### DESCRIPTION OF THE TASK
From the lines below, pull out the ones from the line holding "distant building in the photo above." through the line holding "(1016, 552)", both included, and copy them word for word.

(Collected data entries)
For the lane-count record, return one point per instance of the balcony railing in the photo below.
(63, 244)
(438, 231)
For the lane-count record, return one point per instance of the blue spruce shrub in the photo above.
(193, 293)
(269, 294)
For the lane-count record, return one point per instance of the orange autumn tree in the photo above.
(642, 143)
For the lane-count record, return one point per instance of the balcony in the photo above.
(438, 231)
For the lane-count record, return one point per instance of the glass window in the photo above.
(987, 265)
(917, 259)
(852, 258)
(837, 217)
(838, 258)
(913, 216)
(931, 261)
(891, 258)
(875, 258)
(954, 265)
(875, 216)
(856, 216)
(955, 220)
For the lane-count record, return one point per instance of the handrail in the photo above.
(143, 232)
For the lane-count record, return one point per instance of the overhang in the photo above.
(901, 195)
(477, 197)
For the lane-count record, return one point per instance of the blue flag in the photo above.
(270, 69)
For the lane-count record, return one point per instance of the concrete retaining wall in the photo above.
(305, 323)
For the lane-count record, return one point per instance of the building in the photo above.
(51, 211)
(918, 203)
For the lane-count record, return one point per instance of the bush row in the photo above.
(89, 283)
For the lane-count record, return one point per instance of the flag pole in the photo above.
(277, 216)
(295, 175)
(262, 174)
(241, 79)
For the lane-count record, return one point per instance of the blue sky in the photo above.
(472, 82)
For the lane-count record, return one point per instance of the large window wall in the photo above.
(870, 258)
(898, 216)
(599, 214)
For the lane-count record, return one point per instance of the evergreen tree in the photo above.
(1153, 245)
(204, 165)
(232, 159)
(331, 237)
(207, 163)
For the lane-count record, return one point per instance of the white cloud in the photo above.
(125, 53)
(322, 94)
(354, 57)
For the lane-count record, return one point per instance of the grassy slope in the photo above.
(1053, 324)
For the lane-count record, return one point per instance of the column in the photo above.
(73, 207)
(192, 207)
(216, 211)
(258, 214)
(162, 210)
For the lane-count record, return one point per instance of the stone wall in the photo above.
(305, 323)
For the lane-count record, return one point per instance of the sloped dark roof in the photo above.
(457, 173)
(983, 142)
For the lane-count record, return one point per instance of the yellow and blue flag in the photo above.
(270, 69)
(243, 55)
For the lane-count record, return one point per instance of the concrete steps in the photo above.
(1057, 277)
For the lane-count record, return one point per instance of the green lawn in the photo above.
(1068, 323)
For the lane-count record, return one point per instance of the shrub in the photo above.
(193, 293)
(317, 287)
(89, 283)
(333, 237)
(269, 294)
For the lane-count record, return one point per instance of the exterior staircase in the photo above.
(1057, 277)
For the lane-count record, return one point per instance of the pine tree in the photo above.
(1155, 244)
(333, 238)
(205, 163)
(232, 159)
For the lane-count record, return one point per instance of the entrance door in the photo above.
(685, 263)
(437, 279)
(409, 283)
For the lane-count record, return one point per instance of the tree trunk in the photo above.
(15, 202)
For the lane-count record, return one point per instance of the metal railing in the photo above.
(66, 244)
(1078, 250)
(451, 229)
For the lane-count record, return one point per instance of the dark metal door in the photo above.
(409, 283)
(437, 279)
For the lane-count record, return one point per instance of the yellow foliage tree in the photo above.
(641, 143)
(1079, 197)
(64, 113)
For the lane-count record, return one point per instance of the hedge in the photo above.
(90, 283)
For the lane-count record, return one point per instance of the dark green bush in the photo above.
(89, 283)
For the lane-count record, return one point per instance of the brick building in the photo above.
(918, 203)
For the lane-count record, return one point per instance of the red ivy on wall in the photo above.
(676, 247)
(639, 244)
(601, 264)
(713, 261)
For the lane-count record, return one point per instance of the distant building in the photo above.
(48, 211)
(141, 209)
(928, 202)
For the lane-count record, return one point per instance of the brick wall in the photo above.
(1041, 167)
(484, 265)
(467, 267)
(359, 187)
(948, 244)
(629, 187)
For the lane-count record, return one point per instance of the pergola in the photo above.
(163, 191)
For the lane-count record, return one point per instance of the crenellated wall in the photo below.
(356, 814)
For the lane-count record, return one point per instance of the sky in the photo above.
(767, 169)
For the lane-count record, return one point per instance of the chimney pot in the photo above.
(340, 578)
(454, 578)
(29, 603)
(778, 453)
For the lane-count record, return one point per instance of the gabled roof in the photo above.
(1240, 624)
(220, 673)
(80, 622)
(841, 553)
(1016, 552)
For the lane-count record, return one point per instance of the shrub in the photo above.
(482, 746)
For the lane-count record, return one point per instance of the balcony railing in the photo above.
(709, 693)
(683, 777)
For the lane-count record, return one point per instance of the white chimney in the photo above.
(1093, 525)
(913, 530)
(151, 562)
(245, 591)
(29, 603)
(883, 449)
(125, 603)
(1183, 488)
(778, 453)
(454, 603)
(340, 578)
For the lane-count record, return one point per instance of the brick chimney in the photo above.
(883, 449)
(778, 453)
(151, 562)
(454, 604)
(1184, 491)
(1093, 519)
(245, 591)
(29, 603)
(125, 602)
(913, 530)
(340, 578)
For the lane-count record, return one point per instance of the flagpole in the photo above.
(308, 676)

### CORRECT ANSWER
For the lane-count record, return one point per instance of the distant building in the photo above.
(48, 211)
(141, 209)
(928, 202)
For the lane-count record, return one point per instance of the brick wall in the photo above.
(1041, 167)
(484, 265)
(467, 267)
(359, 187)
(948, 244)
(629, 187)
For the lane-count record, return one point per instance of the pergola in the photo above.
(163, 191)
For the lane-count record, return one point per instance of the crenellated wall in the photo below.
(356, 814)
For the lane-count record, return one point per instance of the sky in the photo above.
(767, 169)
For the lane-count record, return one point per instance of the chimney pot in the photo above.
(340, 578)
(454, 578)
(29, 603)
(778, 453)
For the lane-count record, return one point per instance of the gabled roof in the photo above.
(1240, 624)
(220, 673)
(80, 622)
(841, 553)
(1016, 552)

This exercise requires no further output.